Your tasks -
A – In the news piece about Jeff Grimm's NIH grant, how long did the earlier NIH grant run, and how much was it worth?
B – Write the next few paragraphs of the news piece about Jeff Grimm's NIH grant, picking up after its final sentence.

Document text -
========================================
Western’s Jeff Grimm Gets New $100,000 Grant from National Institutes of Health for his Research on Addictions and Cravings

Western Washington University Professor of Psychology Jeff Grimm has received a new $100,000 grant from the National Institutes of Health furthering his research into the similarities between drug addiction and the body’s craving for sugar.

“Sugar can be just as habit-forming as cocaine, methamphetamine or heroin,” he said. “Our brains learn to covet sugar, and, once given it, release the same chemical, dopamine, that is increased by most abused drugs.”

The new grant is a piggyback onto a previous 3-year, $300,000 grant from the NIH, and for the first time will allow him to examine in a rat model how females respond differently to cravings than males do.

“What the baseline numbers tell us now is that there are differences for humans in the way the two sexes experience addiction,” he said. “For example, we know that males are more likely to become addicted to alcohol and illicit drugs than females. And while the rate is lower in females, they tend to have more serious levels of addiction, including experiencing more frequent and intense craving. Getting into the how and why of these numbers is what we’re working on.”
========================================
Study material -

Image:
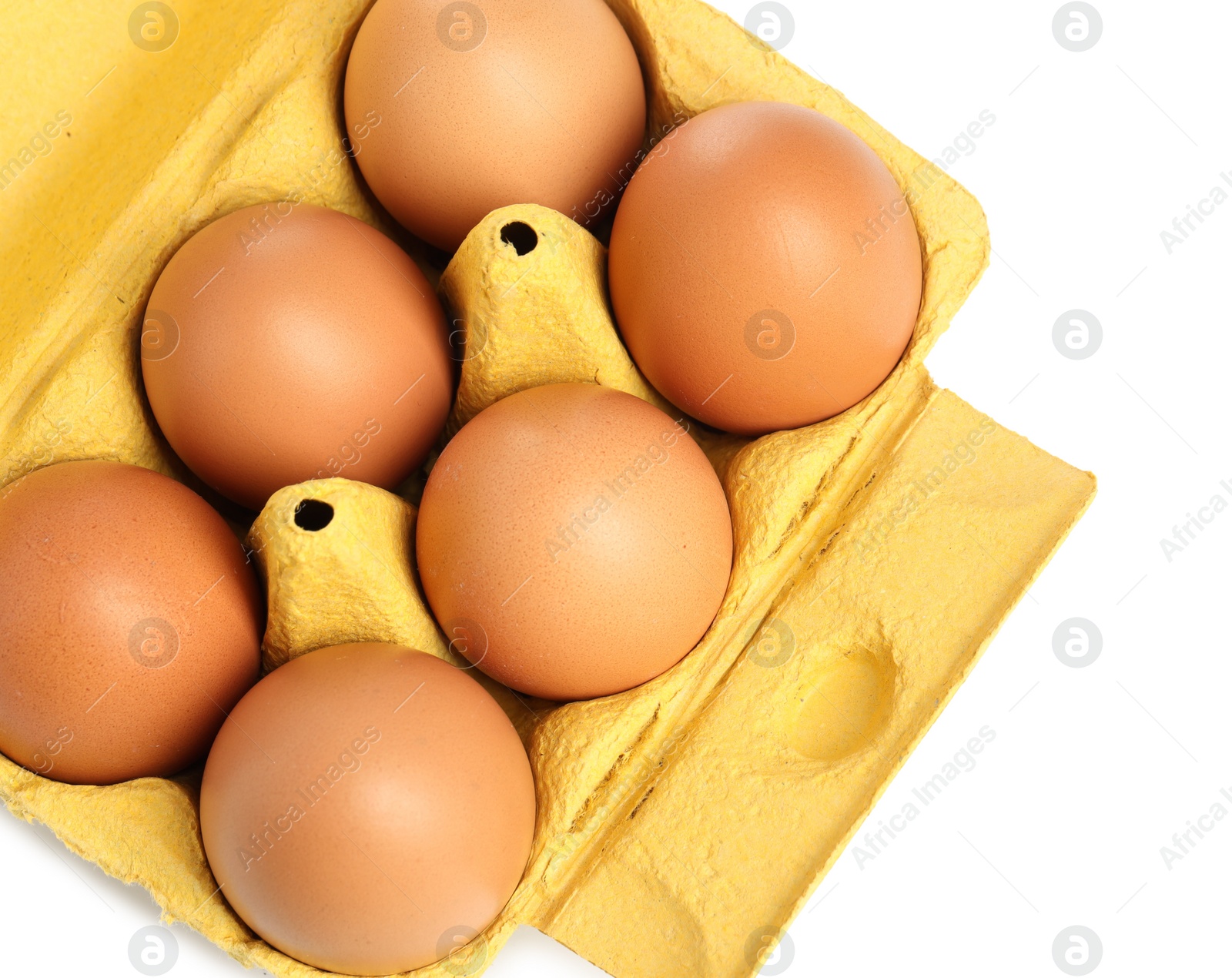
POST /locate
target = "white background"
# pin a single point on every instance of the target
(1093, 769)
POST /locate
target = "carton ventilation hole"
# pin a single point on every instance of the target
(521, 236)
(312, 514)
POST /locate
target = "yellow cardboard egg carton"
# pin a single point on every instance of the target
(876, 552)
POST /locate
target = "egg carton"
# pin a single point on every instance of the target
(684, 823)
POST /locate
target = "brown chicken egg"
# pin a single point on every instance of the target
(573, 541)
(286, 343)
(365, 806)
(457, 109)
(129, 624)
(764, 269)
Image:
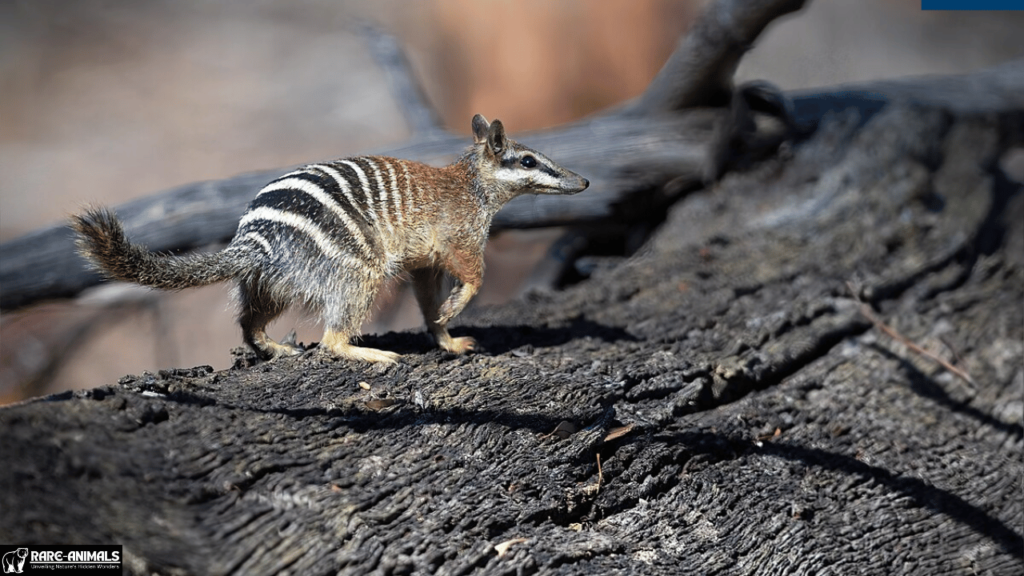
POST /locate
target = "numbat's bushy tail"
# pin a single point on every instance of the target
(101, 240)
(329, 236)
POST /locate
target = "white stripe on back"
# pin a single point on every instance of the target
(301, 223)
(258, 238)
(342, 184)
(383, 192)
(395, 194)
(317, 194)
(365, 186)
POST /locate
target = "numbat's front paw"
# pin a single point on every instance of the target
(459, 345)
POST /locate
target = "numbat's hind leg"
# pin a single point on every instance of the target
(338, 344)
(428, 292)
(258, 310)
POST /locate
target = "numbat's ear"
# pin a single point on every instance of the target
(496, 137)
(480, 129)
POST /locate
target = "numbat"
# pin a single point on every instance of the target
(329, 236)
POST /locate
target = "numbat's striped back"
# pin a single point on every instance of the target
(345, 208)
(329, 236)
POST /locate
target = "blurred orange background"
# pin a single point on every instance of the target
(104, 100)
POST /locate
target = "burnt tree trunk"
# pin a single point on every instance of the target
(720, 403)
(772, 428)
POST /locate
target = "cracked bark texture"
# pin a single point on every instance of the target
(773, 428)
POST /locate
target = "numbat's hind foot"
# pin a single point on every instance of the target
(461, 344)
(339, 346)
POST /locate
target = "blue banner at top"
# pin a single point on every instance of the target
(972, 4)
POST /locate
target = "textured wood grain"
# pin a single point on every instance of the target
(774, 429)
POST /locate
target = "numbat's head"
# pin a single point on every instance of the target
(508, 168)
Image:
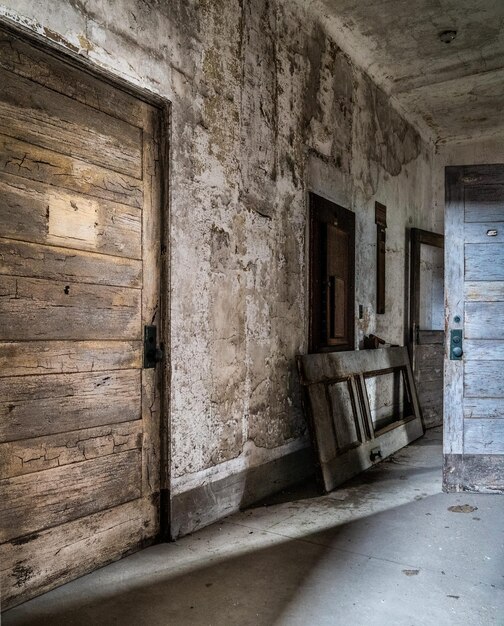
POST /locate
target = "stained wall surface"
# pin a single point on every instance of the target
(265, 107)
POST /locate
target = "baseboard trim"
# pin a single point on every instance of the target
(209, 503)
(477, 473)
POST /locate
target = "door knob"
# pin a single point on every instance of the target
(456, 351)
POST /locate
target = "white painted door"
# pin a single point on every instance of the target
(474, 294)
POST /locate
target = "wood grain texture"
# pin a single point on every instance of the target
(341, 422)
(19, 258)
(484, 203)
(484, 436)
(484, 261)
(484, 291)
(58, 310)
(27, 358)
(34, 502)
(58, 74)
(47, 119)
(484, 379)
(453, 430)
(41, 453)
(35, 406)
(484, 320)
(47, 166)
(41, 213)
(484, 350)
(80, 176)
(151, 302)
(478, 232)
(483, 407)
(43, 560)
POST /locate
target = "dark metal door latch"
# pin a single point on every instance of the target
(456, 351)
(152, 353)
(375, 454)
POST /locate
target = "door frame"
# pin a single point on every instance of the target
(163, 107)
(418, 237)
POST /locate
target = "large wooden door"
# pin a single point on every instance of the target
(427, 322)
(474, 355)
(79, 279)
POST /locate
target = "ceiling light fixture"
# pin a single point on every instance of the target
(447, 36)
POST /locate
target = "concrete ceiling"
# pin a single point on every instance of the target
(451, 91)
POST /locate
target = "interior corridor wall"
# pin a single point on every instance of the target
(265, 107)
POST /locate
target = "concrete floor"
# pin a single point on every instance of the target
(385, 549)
========================================
Outputs for the tasks -
A – It was a 3-year grant worth $300,000.

B –
One aspect of the new study is to eventually examine how hormones – both in males and females – affect craving.  The research is part of a new directive from the NIH that all studies from now on need to look at both sexes, not just the perceived easier-to-measure male population.

“Males have typically been used because of the general perception that their bodies compared to females undergo less change during the course of any time period, for example due to reproductive hormone cyclicity in females, thereby introducing less error into research studies,” he said. “That may have been a pragmatic approach in the past, but if the goal is to understand disease in humans we need to validate findings in both basic and clinical research in both sexes.”

The NIH has funded Grimm’s research on a renewing-grant basis since 2003.